## Given data
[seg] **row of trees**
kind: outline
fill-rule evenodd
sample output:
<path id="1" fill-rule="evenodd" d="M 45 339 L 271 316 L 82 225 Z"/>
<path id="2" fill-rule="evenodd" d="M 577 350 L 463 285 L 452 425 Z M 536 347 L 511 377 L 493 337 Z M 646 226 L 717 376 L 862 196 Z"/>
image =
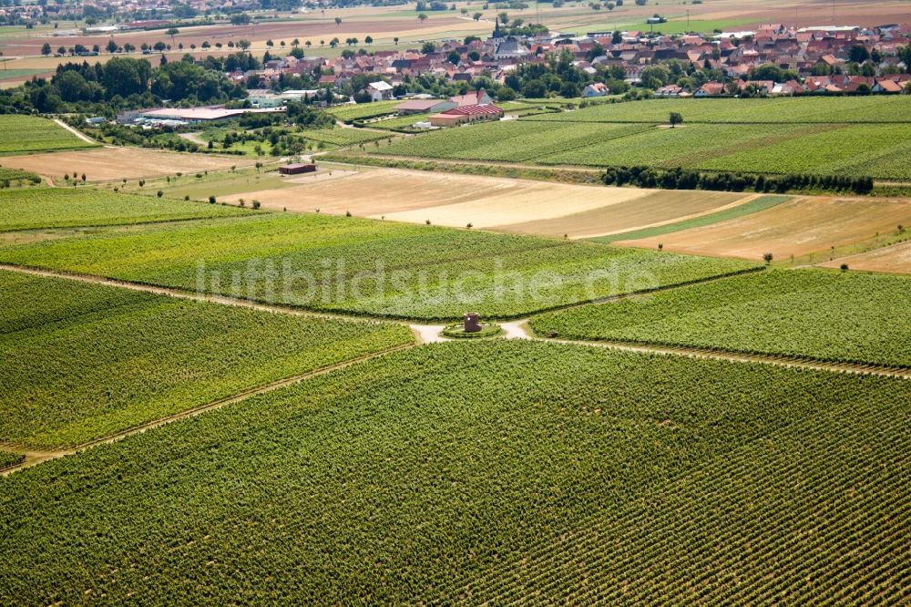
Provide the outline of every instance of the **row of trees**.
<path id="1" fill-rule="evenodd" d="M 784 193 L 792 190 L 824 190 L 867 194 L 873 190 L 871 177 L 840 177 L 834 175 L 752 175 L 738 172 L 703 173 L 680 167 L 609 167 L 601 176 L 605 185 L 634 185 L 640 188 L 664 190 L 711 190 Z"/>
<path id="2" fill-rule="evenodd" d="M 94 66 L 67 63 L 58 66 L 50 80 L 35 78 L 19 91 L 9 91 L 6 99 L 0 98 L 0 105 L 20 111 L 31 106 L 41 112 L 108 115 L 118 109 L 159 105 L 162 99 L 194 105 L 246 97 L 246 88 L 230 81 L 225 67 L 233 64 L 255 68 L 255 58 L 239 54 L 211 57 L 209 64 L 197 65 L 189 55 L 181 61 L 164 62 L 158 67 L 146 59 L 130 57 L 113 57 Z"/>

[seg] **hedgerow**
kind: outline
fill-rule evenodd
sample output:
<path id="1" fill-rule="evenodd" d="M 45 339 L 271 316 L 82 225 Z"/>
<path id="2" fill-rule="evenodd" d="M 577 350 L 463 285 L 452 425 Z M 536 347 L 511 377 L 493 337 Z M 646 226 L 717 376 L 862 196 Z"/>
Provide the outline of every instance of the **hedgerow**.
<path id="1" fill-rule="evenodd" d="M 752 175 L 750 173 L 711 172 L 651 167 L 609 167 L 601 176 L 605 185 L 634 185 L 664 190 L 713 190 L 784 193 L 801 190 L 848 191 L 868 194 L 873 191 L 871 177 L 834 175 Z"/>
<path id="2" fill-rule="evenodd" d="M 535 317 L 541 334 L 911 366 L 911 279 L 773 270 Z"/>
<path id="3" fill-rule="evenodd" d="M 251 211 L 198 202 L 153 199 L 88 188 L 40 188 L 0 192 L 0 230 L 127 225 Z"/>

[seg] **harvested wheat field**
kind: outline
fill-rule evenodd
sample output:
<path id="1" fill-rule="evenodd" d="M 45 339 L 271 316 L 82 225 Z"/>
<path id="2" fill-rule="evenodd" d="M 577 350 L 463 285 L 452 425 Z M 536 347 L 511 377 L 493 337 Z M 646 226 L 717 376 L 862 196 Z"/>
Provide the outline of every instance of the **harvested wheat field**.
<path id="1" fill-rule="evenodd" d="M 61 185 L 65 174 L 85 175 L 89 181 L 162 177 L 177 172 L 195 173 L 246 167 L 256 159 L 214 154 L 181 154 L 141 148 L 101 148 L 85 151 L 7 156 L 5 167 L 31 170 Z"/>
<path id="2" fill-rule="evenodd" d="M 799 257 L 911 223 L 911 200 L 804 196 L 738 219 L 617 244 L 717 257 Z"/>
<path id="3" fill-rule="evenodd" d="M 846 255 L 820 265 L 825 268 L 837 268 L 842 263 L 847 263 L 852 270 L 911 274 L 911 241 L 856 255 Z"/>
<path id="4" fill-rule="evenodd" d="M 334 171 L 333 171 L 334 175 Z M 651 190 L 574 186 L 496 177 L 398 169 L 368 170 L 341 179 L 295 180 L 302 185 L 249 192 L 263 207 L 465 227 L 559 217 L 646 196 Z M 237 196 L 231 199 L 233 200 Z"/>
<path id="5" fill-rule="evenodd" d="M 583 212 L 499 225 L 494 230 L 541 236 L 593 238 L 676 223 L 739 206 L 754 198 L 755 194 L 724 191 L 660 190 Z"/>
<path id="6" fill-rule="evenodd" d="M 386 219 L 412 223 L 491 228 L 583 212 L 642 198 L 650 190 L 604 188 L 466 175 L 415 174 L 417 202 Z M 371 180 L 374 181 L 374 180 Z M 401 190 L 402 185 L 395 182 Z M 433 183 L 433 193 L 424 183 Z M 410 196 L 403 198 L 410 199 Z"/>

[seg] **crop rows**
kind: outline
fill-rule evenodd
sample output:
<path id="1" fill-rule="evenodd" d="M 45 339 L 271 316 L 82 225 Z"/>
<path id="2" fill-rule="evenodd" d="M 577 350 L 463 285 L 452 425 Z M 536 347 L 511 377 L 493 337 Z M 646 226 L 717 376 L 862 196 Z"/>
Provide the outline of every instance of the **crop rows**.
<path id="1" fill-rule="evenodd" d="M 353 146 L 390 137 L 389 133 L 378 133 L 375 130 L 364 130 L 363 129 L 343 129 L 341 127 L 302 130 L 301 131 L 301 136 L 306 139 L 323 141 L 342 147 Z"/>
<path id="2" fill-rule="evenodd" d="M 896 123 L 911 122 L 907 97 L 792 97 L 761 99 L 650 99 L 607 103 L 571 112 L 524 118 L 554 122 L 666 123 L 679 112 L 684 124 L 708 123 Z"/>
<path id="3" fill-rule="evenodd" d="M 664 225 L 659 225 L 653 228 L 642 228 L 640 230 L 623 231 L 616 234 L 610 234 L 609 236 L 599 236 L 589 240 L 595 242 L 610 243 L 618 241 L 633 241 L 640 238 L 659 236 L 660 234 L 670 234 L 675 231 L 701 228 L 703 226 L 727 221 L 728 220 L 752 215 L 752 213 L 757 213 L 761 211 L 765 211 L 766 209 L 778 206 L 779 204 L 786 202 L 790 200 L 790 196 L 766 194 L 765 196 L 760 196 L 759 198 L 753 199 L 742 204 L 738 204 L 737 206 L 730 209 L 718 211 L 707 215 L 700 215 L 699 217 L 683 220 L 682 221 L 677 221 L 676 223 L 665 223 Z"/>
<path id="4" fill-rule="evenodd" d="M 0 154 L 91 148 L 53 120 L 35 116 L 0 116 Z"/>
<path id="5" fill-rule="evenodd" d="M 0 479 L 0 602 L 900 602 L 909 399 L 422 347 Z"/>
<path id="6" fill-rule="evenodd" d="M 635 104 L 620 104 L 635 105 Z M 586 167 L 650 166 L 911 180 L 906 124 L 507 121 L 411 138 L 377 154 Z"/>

## Exercise instructions
Can you recast every line of the records above as a numbered list, skipping blank lines and leaving the pictures out?

## Output of the exercise
1. [seg] **row of trees**
2. kind: outline
3. fill-rule evenodd
4. sample output:
5. <path id="1" fill-rule="evenodd" d="M 45 339 L 271 316 L 82 225 Z"/>
6. <path id="2" fill-rule="evenodd" d="M 577 350 L 463 285 L 452 425 Z M 536 347 L 511 377 L 493 337 Z M 646 226 L 717 376 L 862 196 Z"/>
7. image =
8. Provide the outline of every instance of the **row of trees**.
9. <path id="1" fill-rule="evenodd" d="M 784 193 L 792 190 L 824 190 L 867 194 L 873 190 L 871 177 L 840 177 L 834 175 L 752 175 L 738 172 L 703 173 L 680 167 L 609 167 L 601 176 L 605 185 L 634 185 L 640 188 L 664 190 L 711 190 Z"/>
10. <path id="2" fill-rule="evenodd" d="M 94 66 L 67 63 L 58 66 L 50 80 L 35 78 L 19 91 L 9 91 L 6 99 L 0 98 L 0 105 L 20 111 L 31 106 L 41 112 L 108 115 L 118 109 L 159 105 L 162 99 L 194 105 L 246 97 L 246 88 L 230 81 L 225 67 L 233 64 L 255 68 L 255 58 L 239 54 L 211 57 L 209 64 L 197 65 L 189 55 L 181 61 L 164 62 L 158 67 L 146 59 L 130 57 L 113 57 Z"/>
11. [seg] **hedgerow**
12. kind: outline
13. fill-rule evenodd
14. sample output:
15. <path id="1" fill-rule="evenodd" d="M 45 339 L 271 316 L 82 225 Z"/>
16. <path id="2" fill-rule="evenodd" d="M 577 350 L 463 285 L 452 425 Z M 536 347 L 511 377 L 493 337 Z M 646 226 L 717 376 L 862 196 Z"/>
17. Provide the outline of every instance of the **hedgerow**.
18. <path id="1" fill-rule="evenodd" d="M 752 175 L 750 173 L 711 172 L 651 167 L 609 167 L 601 176 L 605 185 L 634 185 L 664 190 L 713 190 L 784 193 L 801 190 L 848 191 L 868 194 L 873 191 L 871 177 L 834 175 Z"/>
19. <path id="2" fill-rule="evenodd" d="M 535 317 L 541 334 L 911 366 L 911 279 L 773 270 Z"/>
20. <path id="3" fill-rule="evenodd" d="M 251 211 L 198 202 L 153 199 L 88 188 L 40 188 L 0 192 L 0 230 L 127 225 Z"/>
21. [seg] **harvested wheat field**
22. kind: outline
23. fill-rule evenodd
24. sample output:
25. <path id="1" fill-rule="evenodd" d="M 45 339 L 271 316 L 82 225 Z"/>
26. <path id="2" fill-rule="evenodd" d="M 577 350 L 463 285 L 452 425 Z M 536 347 L 511 377 L 493 337 Z M 646 226 L 717 376 L 862 196 Z"/>
27. Provide the outline of every instance of the **harvested wheat field**.
28. <path id="1" fill-rule="evenodd" d="M 61 185 L 65 174 L 85 175 L 89 181 L 162 177 L 177 172 L 195 173 L 246 167 L 256 159 L 214 154 L 181 154 L 141 148 L 101 148 L 85 151 L 7 156 L 5 167 L 31 170 Z"/>
29. <path id="2" fill-rule="evenodd" d="M 799 257 L 911 223 L 911 200 L 804 196 L 738 219 L 617 244 L 717 257 Z"/>
30. <path id="3" fill-rule="evenodd" d="M 846 255 L 820 265 L 825 268 L 837 268 L 842 263 L 847 263 L 852 270 L 911 274 L 911 241 L 856 255 Z"/>
31. <path id="4" fill-rule="evenodd" d="M 334 171 L 333 171 L 334 175 Z M 651 190 L 574 186 L 496 177 L 398 169 L 368 170 L 341 179 L 295 180 L 302 185 L 249 192 L 263 207 L 465 227 L 559 217 L 646 196 Z M 237 196 L 231 199 L 233 200 Z"/>
32. <path id="5" fill-rule="evenodd" d="M 583 212 L 499 225 L 494 230 L 541 236 L 593 238 L 676 223 L 739 206 L 754 198 L 755 194 L 724 191 L 660 190 Z"/>
33. <path id="6" fill-rule="evenodd" d="M 386 219 L 412 223 L 491 228 L 583 212 L 642 198 L 650 190 L 604 188 L 466 175 L 415 174 L 417 202 Z M 371 180 L 374 181 L 374 180 Z M 401 190 L 402 185 L 395 182 Z M 433 183 L 433 193 L 424 183 Z M 410 196 L 403 198 L 410 199 Z"/>
34. [seg] **crop rows**
35. kind: outline
36. fill-rule evenodd
37. sample output:
38. <path id="1" fill-rule="evenodd" d="M 45 339 L 271 316 L 82 225 Z"/>
39. <path id="2" fill-rule="evenodd" d="M 577 350 L 463 285 L 452 425 Z M 536 347 L 511 377 L 493 337 Z M 646 226 L 717 376 L 862 196 Z"/>
40. Provide the outline of every instance of the **crop rows**.
41. <path id="1" fill-rule="evenodd" d="M 353 146 L 390 137 L 389 133 L 378 133 L 375 130 L 364 130 L 363 129 L 343 129 L 341 127 L 302 130 L 301 131 L 301 136 L 306 139 L 323 141 L 342 147 Z"/>
42. <path id="2" fill-rule="evenodd" d="M 896 123 L 911 122 L 907 97 L 792 97 L 761 99 L 650 99 L 607 103 L 571 112 L 524 118 L 554 122 L 666 123 L 679 112 L 684 124 L 708 123 Z"/>
43. <path id="3" fill-rule="evenodd" d="M 664 225 L 659 225 L 653 228 L 642 228 L 640 230 L 623 231 L 616 234 L 610 234 L 609 236 L 599 236 L 589 240 L 595 242 L 610 243 L 618 241 L 633 241 L 640 238 L 659 236 L 660 234 L 670 234 L 675 231 L 701 228 L 703 226 L 727 221 L 728 220 L 752 215 L 752 213 L 757 213 L 761 211 L 765 211 L 766 209 L 778 206 L 779 204 L 786 202 L 790 200 L 790 196 L 766 194 L 765 196 L 760 196 L 759 198 L 753 199 L 742 204 L 738 204 L 737 206 L 730 209 L 718 211 L 707 215 L 700 215 L 699 217 L 683 220 L 682 221 L 677 221 L 676 223 L 665 223 Z"/>
44. <path id="4" fill-rule="evenodd" d="M 0 154 L 91 148 L 53 120 L 35 116 L 0 116 Z"/>
45. <path id="5" fill-rule="evenodd" d="M 0 479 L 0 602 L 900 602 L 909 399 L 422 347 Z"/>
46. <path id="6" fill-rule="evenodd" d="M 635 104 L 620 104 L 635 105 Z M 586 167 L 650 166 L 911 180 L 906 124 L 507 121 L 411 138 L 377 154 Z"/>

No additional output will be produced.